◆ TASK INSTRUCTIONS: Update the entries below by replacing each occurrence of "segment" with "outline", leaving everything else unchanged.

Rows from a dataset:
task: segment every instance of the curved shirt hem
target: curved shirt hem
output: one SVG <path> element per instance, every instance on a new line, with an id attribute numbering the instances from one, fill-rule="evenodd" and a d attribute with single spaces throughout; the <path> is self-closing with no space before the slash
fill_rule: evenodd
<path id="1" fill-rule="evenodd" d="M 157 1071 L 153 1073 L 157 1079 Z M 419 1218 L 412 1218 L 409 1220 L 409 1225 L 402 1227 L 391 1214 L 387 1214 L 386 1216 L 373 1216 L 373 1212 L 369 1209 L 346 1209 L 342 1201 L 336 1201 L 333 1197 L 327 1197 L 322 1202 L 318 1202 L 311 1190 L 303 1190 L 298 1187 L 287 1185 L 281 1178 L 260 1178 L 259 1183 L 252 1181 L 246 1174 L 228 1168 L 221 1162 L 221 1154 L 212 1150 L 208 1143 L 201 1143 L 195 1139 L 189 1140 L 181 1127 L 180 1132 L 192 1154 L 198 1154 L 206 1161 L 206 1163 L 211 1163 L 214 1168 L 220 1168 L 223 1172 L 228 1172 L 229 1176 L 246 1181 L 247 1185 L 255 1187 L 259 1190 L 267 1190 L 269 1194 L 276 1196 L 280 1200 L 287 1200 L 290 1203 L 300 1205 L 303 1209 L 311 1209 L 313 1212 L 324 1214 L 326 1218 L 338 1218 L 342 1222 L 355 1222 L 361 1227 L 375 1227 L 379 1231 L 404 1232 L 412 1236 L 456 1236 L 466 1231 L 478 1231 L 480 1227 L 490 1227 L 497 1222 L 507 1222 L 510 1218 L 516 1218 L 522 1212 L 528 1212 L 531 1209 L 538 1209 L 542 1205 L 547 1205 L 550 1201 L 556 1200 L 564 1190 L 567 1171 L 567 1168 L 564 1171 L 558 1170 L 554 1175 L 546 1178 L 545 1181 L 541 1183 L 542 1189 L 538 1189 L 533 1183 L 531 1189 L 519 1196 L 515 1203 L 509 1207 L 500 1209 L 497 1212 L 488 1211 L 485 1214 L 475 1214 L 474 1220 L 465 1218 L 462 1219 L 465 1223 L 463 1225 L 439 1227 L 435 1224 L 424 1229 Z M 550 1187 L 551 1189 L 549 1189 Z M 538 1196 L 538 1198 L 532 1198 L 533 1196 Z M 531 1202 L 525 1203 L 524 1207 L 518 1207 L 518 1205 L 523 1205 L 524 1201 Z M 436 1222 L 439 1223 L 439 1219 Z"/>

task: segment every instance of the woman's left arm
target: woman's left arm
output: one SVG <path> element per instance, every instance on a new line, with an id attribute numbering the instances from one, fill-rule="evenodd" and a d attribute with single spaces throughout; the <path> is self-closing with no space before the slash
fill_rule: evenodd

◆ EXERCISE ANSWER:
task: outline every instance of the curved shirt hem
target: curved shirt hem
output: one SVG <path> element per instance, every instance on a new line, with an id attribute numbering the instances from one, fill-rule="evenodd" and a d attribute with single spaces throughout; the <path> is self-closing with no space before the slash
fill_rule: evenodd
<path id="1" fill-rule="evenodd" d="M 157 1071 L 153 1073 L 157 1079 Z M 419 1218 L 412 1218 L 409 1220 L 409 1225 L 402 1227 L 391 1214 L 387 1214 L 386 1216 L 373 1216 L 373 1212 L 369 1209 L 346 1209 L 342 1201 L 336 1201 L 333 1197 L 327 1197 L 322 1202 L 318 1202 L 311 1190 L 303 1190 L 298 1187 L 287 1185 L 281 1178 L 260 1178 L 259 1183 L 252 1181 L 246 1174 L 228 1168 L 221 1162 L 221 1154 L 212 1150 L 208 1143 L 201 1143 L 195 1139 L 189 1140 L 181 1127 L 180 1132 L 192 1154 L 198 1154 L 206 1161 L 206 1163 L 211 1163 L 214 1168 L 220 1168 L 223 1172 L 228 1172 L 229 1176 L 246 1181 L 247 1185 L 255 1187 L 259 1190 L 267 1190 L 269 1194 L 276 1196 L 280 1200 L 287 1200 L 290 1203 L 300 1205 L 303 1209 L 311 1209 L 313 1212 L 324 1214 L 326 1218 L 338 1218 L 342 1222 L 355 1222 L 361 1227 L 375 1227 L 379 1231 L 404 1232 L 412 1236 L 456 1236 L 466 1231 L 478 1231 L 480 1227 L 490 1227 L 497 1222 L 507 1222 L 510 1218 L 516 1218 L 522 1212 L 528 1212 L 531 1209 L 538 1209 L 542 1205 L 547 1205 L 550 1201 L 556 1200 L 564 1190 L 567 1171 L 567 1168 L 564 1171 L 558 1170 L 554 1175 L 546 1178 L 545 1181 L 541 1183 L 542 1189 L 538 1189 L 533 1183 L 531 1189 L 519 1196 L 515 1203 L 509 1207 L 500 1209 L 497 1212 L 488 1211 L 485 1214 L 475 1214 L 474 1220 L 465 1218 L 462 1219 L 465 1223 L 463 1225 L 439 1227 L 435 1224 L 424 1229 Z M 550 1187 L 551 1189 L 549 1189 Z M 538 1196 L 538 1198 L 532 1198 L 533 1196 Z M 531 1202 L 525 1203 L 524 1207 L 518 1207 L 518 1205 L 523 1205 L 524 1201 Z M 436 1222 L 439 1223 L 439 1219 Z"/>

task: outline every instance of the woman's left arm
target: woman's left arm
output: one SVG <path> element per instance, every instance on a new line, with an id attribute numbering the instances from one, fill-rule="evenodd" and a d attribute with single spaces throughout; the <path> is self-closing with no space before the slash
fill_rule: evenodd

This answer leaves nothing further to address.